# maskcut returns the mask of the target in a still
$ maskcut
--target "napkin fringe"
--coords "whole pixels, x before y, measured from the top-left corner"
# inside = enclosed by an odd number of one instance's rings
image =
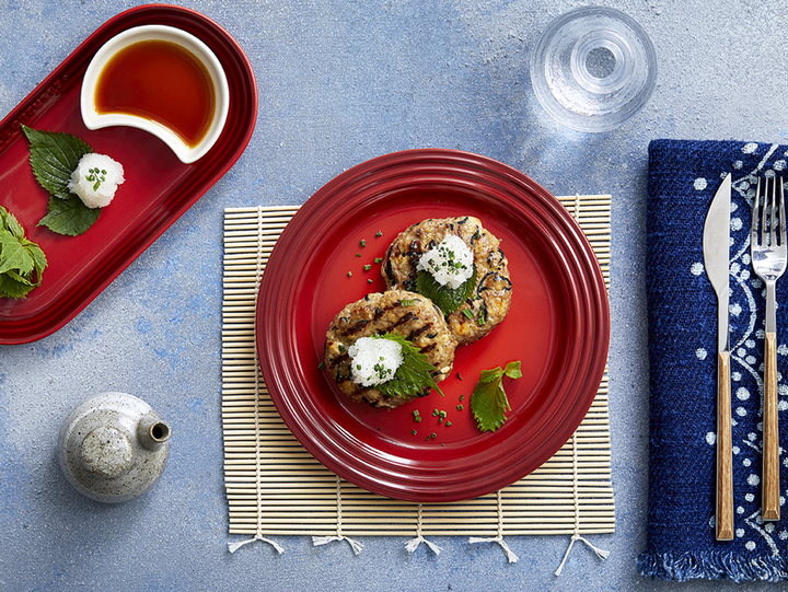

::::

# The exercise:
Rewrite every line of the records above as a numbered list. Skip blank lines and leave out the pictures.

# Result of the task:
1. # maskcut returns the mask of the target in a still
2. $ maskcut
3. --target "napkin fringe"
4. --coords "whole pixels, x before y, measured from the top-left corner"
5. # inside = enclosed by an odd number of one instance's rings
6. image =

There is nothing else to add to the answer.